[Detection annotation records]
* begin *

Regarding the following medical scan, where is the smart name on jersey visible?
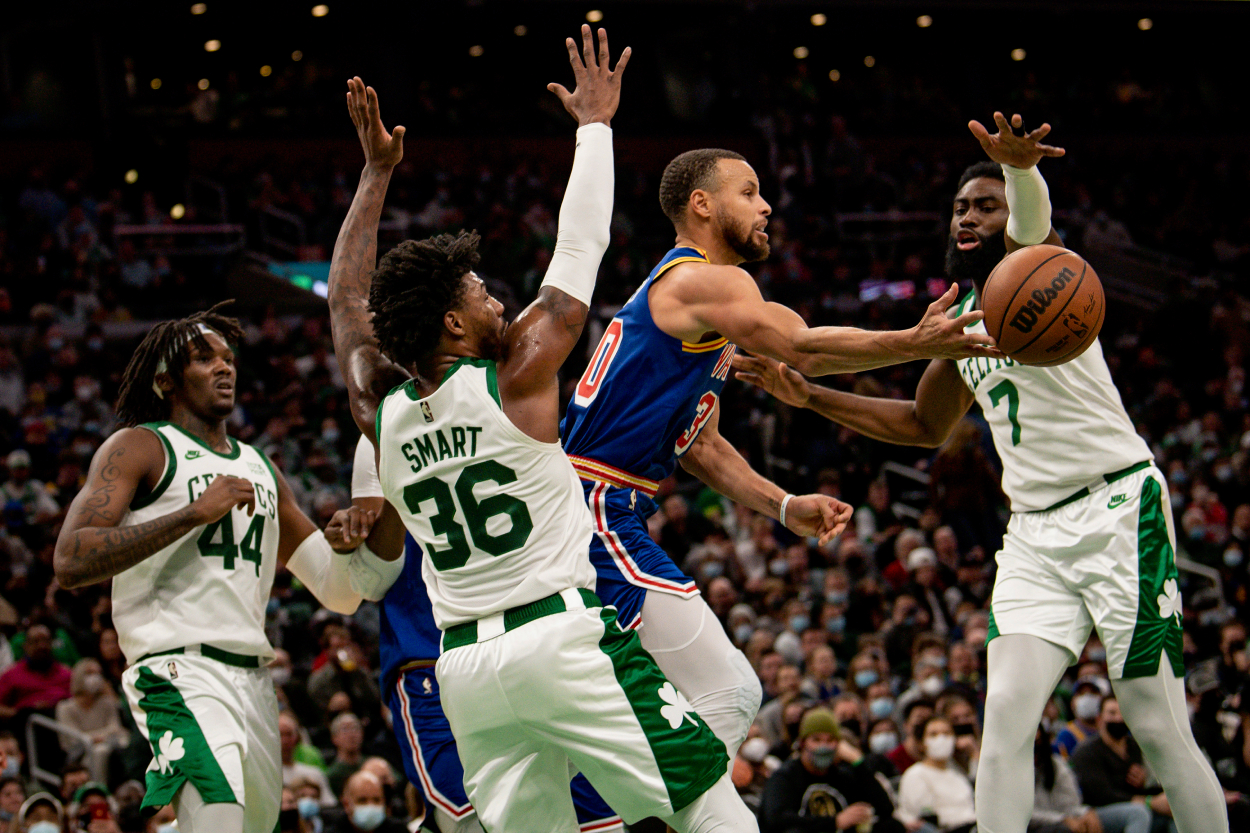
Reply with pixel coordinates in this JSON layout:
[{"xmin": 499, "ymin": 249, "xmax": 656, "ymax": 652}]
[
  {"xmin": 376, "ymin": 358, "xmax": 595, "ymax": 630},
  {"xmin": 113, "ymin": 423, "xmax": 279, "ymax": 663},
  {"xmin": 956, "ymin": 293, "xmax": 1154, "ymax": 512}
]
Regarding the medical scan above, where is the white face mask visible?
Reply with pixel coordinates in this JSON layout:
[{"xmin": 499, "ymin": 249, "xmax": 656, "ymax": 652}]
[
  {"xmin": 1073, "ymin": 694, "xmax": 1103, "ymax": 723},
  {"xmin": 925, "ymin": 734, "xmax": 955, "ymax": 760}
]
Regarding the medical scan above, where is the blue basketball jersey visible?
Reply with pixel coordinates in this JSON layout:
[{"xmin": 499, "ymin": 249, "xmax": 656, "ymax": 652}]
[
  {"xmin": 378, "ymin": 533, "xmax": 443, "ymax": 685},
  {"xmin": 560, "ymin": 248, "xmax": 736, "ymax": 505}
]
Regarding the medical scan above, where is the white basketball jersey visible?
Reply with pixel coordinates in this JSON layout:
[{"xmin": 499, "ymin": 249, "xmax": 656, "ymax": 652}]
[
  {"xmin": 956, "ymin": 291, "xmax": 1154, "ymax": 512},
  {"xmin": 113, "ymin": 423, "xmax": 278, "ymax": 663},
  {"xmin": 378, "ymin": 359, "xmax": 595, "ymax": 630}
]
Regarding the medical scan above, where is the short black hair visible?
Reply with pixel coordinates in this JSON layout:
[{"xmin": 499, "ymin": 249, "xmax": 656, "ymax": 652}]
[
  {"xmin": 955, "ymin": 159, "xmax": 1006, "ymax": 194},
  {"xmin": 116, "ymin": 300, "xmax": 243, "ymax": 428},
  {"xmin": 660, "ymin": 148, "xmax": 746, "ymax": 226},
  {"xmin": 369, "ymin": 230, "xmax": 481, "ymax": 368}
]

* end *

## [EXERCISE GOAL]
Can you give every one of the lines above as a Markdown table, with a "Row" column for the number and a "Line" column for the line itself, leaving out blank lines and the pictures?

## [WRITTEN ANSWER]
| Row | Line |
|---|---|
| 1 | Regarding the following medical scan, where is the smart name on jersey visible? |
| 2 | Reply with pixel coordinates in this JSON layout: |
| 3 | [{"xmin": 499, "ymin": 249, "xmax": 656, "ymax": 652}] |
| 4 | [ |
| 5 |   {"xmin": 376, "ymin": 358, "xmax": 595, "ymax": 630}, |
| 6 |   {"xmin": 113, "ymin": 423, "xmax": 279, "ymax": 663}, |
| 7 |   {"xmin": 956, "ymin": 293, "xmax": 1154, "ymax": 512} |
| 8 | ] |
| 9 | Regarding the medical scan above, where is the white face mask visible? |
| 10 | Reply with pixel coordinates in this JSON layout: |
| 11 | [{"xmin": 499, "ymin": 249, "xmax": 656, "ymax": 652}] |
| 12 | [ |
| 13 |   {"xmin": 1073, "ymin": 694, "xmax": 1103, "ymax": 723}, |
| 14 |   {"xmin": 925, "ymin": 734, "xmax": 955, "ymax": 760} |
| 15 | ] |
| 16 | Regarding the medical scan above, where is the blue basketball jersey visible? |
| 17 | Reply with pixel coordinates in this JSON layout: |
| 18 | [{"xmin": 499, "ymin": 249, "xmax": 656, "ymax": 652}] |
| 19 | [ |
| 20 |   {"xmin": 378, "ymin": 533, "xmax": 443, "ymax": 685}, |
| 21 |   {"xmin": 560, "ymin": 248, "xmax": 736, "ymax": 505} |
| 22 | ] |
| 23 | Regarding the medical scan above, where is the white basketball jersey visible? |
| 24 | Reply with pixel coordinates in this JSON layout: |
| 25 | [{"xmin": 499, "ymin": 249, "xmax": 656, "ymax": 652}] |
| 26 | [ |
| 27 |   {"xmin": 956, "ymin": 291, "xmax": 1154, "ymax": 512}, |
| 28 |   {"xmin": 113, "ymin": 423, "xmax": 278, "ymax": 663}, |
| 29 |   {"xmin": 378, "ymin": 359, "xmax": 595, "ymax": 630} |
| 30 | ] |
| 31 | Regarding the medical scan above, where is the short black hair visible? |
| 32 | Reply with pixel coordinates in this JSON layout: |
| 33 | [{"xmin": 499, "ymin": 249, "xmax": 656, "ymax": 652}] |
| 34 | [ |
| 35 |   {"xmin": 955, "ymin": 159, "xmax": 1006, "ymax": 194}, |
| 36 |   {"xmin": 116, "ymin": 300, "xmax": 243, "ymax": 428}, |
| 37 |   {"xmin": 660, "ymin": 148, "xmax": 746, "ymax": 226}, |
| 38 |   {"xmin": 369, "ymin": 230, "xmax": 481, "ymax": 368} |
| 39 | ] |